Reproduce word for word the part of the Myoporum crassifolium text that begins with "The flowers are" and continues through "5-7 mm long.".

## [TEXT FOR ANALYSIS]
===============

Myoporum crassifolium is a plant in the family Scrophulariaceae. It is a shrub or small tree with thick, fleshy leaves and small groups of white flowers spotted with pink or purple. It is endemic to New Caledonia, Vanuatu and the Loyalty Islands and is a rich source of the essential oil, bisabolol.

==Description==
Myoporum crassifolium is a shrub or small tree which grows to a height of 6 m. The leaves are arranged alternately and are 28-145 mm long, 11-44 mm wide, glabrous, thick and fleshy. They are elliptic to egg-shaped, sometimes with the narrower end towards the base, shiny on both surfaces with the mid-vein more prominent on the lower surface.

The flowers are arranged in groups of 3 to 6 in the axils of the leaves and have 5 sepals and 5 white, spotted pink petals joined at their base to form a tube. The tube is 4-6 mm long and the lobes are spreading and 2.2-3.6 mm long. There are 4 stamens which extend slightly beyond the petals. The fruit is a pale purple to mauve, roughly spherical drupe, 5-7 mm long.

==Taxonomy and naming==
Myoporum crassifolium was first formally described in 1786 by Georg Forster in Florulae Insularum Australium Prodromus. The specific epithet (crassifolium) means "thick-leaved".

===============

## [GIVEN INFORMATION]
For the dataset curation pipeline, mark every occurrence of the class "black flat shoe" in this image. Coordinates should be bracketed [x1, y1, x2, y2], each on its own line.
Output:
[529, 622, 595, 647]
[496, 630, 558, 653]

===============

## [EXERCISE SOLUTION]
The flowers are arranged in groups of 3 to 6 in the axils of the leaves and have 5 sepals and 5 white, spotted pink petals joined at their base to form a tube. The tube is 4-6 mm long and the lobes are spreading and 2.2-3.6 mm long. There are 4 stamens which extend slightly beyond the petals. The fruit is a pale purple to mauve, roughly spherical drupe, 5-7 mm long.